:: STATED EXERCISE ::
Copy each line exactly.

:: EXTRACTED DATA ::

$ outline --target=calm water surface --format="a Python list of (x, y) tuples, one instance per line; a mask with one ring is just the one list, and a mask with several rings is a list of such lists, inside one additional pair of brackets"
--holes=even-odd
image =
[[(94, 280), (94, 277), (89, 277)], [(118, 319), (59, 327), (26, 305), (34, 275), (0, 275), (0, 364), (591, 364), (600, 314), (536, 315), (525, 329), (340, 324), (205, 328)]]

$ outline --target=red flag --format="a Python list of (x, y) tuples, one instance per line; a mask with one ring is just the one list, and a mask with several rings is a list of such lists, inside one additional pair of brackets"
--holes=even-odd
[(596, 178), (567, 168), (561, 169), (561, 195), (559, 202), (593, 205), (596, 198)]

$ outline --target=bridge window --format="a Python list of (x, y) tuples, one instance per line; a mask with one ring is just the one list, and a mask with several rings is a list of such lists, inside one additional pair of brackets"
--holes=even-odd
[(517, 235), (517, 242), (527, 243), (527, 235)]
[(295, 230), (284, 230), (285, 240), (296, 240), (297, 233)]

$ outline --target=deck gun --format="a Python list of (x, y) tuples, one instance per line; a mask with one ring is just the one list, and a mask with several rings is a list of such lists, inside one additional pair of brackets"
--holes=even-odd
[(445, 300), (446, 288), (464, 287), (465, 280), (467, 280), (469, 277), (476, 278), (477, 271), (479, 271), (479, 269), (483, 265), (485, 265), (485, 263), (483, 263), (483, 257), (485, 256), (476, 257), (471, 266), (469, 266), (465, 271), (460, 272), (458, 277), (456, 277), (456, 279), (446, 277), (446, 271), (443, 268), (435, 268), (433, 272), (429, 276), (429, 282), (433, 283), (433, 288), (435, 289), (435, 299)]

:: OUTPUT ::
$ outline --target=calm water surface --format="a Python list of (x, y) tuples, one instance per line; a mask with one ring is just the one list, and a mask with several rings is a list of such lists, inside one additional pair of brackets"
--holes=even-odd
image =
[[(94, 280), (94, 277), (89, 277)], [(118, 319), (59, 327), (26, 305), (34, 275), (0, 275), (0, 364), (591, 364), (600, 314), (536, 315), (525, 329), (340, 324), (205, 328)]]

$ outline --target=red flag --format="a Python list of (x, y) tuples, one instance per line; a mask with one ring is just the one list, and a mask with several rings is a list of such lists, inside one additional pair of brackets"
--holes=even-odd
[(596, 178), (567, 168), (561, 169), (561, 195), (559, 202), (593, 205), (596, 198)]

$ outline --target=bridge window --format="a Python list of (x, y) tuples, one instance per line; a mask with one ring is just the one list, and a mask with several rings is a list of such lists, inside one additional pair of brackets"
--holes=even-odd
[(517, 235), (517, 242), (527, 243), (527, 235)]
[(295, 230), (284, 230), (285, 240), (296, 240), (297, 233)]

$ outline --target=deck gun --format="a Python list of (x, y) tuples, one instance per line; a mask with one ring is just the one list, and a mask with several rings is a list of such lists, inside one additional pair of brackets"
--holes=even-odd
[(445, 300), (446, 288), (464, 287), (465, 280), (467, 280), (469, 277), (476, 278), (477, 271), (479, 271), (479, 269), (483, 265), (485, 265), (485, 263), (483, 263), (483, 257), (485, 256), (476, 257), (471, 266), (469, 266), (465, 271), (460, 272), (458, 277), (456, 277), (456, 279), (446, 277), (446, 271), (443, 268), (435, 268), (433, 272), (429, 276), (429, 282), (433, 283), (433, 288), (435, 289), (435, 299)]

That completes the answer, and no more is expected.